▶ **課題内容**:
A. シンタスの銘柄分析の中で、シンタスのサービスを利用する事業所がある地域として挙げられているものをすべて列挙してください。
B. シンタスの銘柄分析を、最後の文に続けて書き継いでください。

シンタス【CTAS】の銘柄分析。ユニフォームレンタル企業。
北米で最大シェアのユニフォーム(制服)の製造、レンタル、販売等を営む企業です。S&P500、NASDAQ100に採用されています。
1968年にリチャードT.ファーマーによって設立されました。他に無い新しい生地を用いた制服ビジネスをスタートします。1970年代初頭に工業用ランドリー事業を買収し、以降事業領域を拡張してきました。
現在では北米、南米、ヨーロッパ、アジアのトータル100万以上の事業所がシンタス【CTAS】のサービスを利用しています。
シンタス【CTAS】の事業は主要3部門で構成されています。制服レンタル・付属品部門は制服、清掃用モップ、タオルのレンタルサービスを米国とカナダで展開するほか、エントランスマットのレンタル、設備等の除菌・清掃サービス、清掃・トイレ用品の供給を行っています。
制服販売部門はその名の通り制服や関連製品を販売ビジネスです。Annual Reportでは、事業セグメントとして上記2つは合算されています。
もう一つはAED(自動体外式除細動器)などの応急処置・安全・防火サービス部門です。売り上げベースでは全体の8割を制服レンタル等が占めています。
制服レンタル事業は、毎週、シンタスの担当者が事業所等に来て、前回の訪問以降に着用した衣服を受け取り、次の週に各労働者の清潔なユニフォームをおろします。従業員の変動等に応じて制服の提供数も変えます。

▶ **提供情報**:
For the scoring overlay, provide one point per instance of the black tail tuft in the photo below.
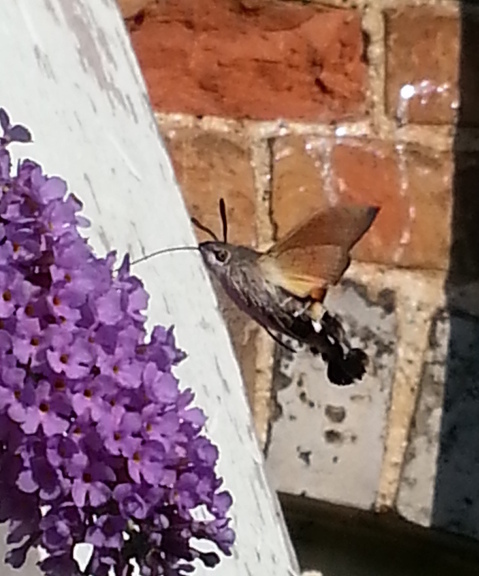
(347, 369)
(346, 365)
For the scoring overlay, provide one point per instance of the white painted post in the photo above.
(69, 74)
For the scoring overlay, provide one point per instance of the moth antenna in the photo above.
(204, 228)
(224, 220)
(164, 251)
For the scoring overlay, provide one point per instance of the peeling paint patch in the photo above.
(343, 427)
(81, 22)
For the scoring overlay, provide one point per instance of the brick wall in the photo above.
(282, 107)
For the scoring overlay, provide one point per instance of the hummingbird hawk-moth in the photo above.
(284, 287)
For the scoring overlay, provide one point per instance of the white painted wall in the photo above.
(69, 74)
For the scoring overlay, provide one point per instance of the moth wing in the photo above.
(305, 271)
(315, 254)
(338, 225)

---

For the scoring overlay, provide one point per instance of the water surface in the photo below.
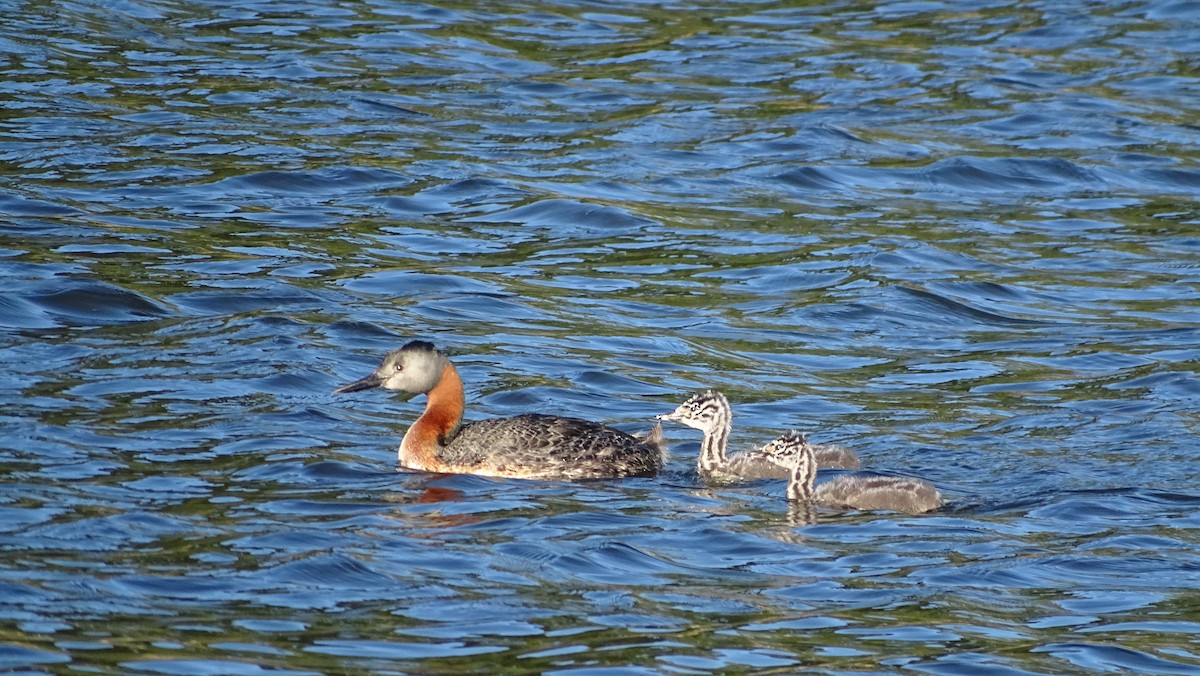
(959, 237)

▶ **解答**:
A. 北米、南米、ヨーロッパ、アジア

B.
人々の体型は様々ですから、多様なサイズの制服を自前で用意するのではなく、シンタス【CTAS】にアウトソーシングしたほうが在庫管理でも合理的ですし、衛生面でも優れている面があります。
米国企業につきものともいえるM&Aをシンタス【CTAS】も行っています。近年では、FY2017に競合である市場シェア4位のG&K Services(以下:G&K)を買収しました。
G&Kの買収により17万人の新規顧客が加わり、結果としてシンタス【CTAS】には規模の経済が働いています。買収当時シンタス【CTAS】は160億ドルの北米ユニフォームレンタル市場の25%のシェアを占め、G&K買収によって市場シェアが30%を超えました。
応急処置・安全・防火サービス部門でもFY2015にZEE Medical Incを買収して事業規模を拡大させています。
シンタス【CTAS】の株価チャートと配当
コロナショック時には-50%程度まで大きく売り込まれましたが、5年で見ると約3倍になっています。
直近は350ドル前後でボックス圏といったところでしょうか。30年以上にわたる増配銘柄です。
FY2020までは年1回配当でしたが、FY2021から四半期配当銘柄になりました。
自社株買いも毎年のように実施しており、発行済株式数が減少しています。配当も含めて積極的に株主還元を実施している企業です。
シンタス【CTAS】の基礎データ
- 本社:アメリカ オハイオ州シンシナティ
- ティッカー:CTAS
- NASDAQ上場
- 決算期:5月31日
シンタス【CTAS】の売上高と利益
FY2018から売上高が大きく成長しているのは、前述したG&Kの買収効果でしょう。
シンタス【CTAS】のBPSとEPS
BPSの成長が著しいです。特にFY2018からは買収効果が現れた結果と考えられます。
EPSもFY2018に前年比で大きく成長して、その後は緩やかな成長を見せています。
シンタス【CTAS】のキャッシュフロー
FY2016まではフリーCFに落ち着きがありませんでしたが、FY2017からは好調に推移しています。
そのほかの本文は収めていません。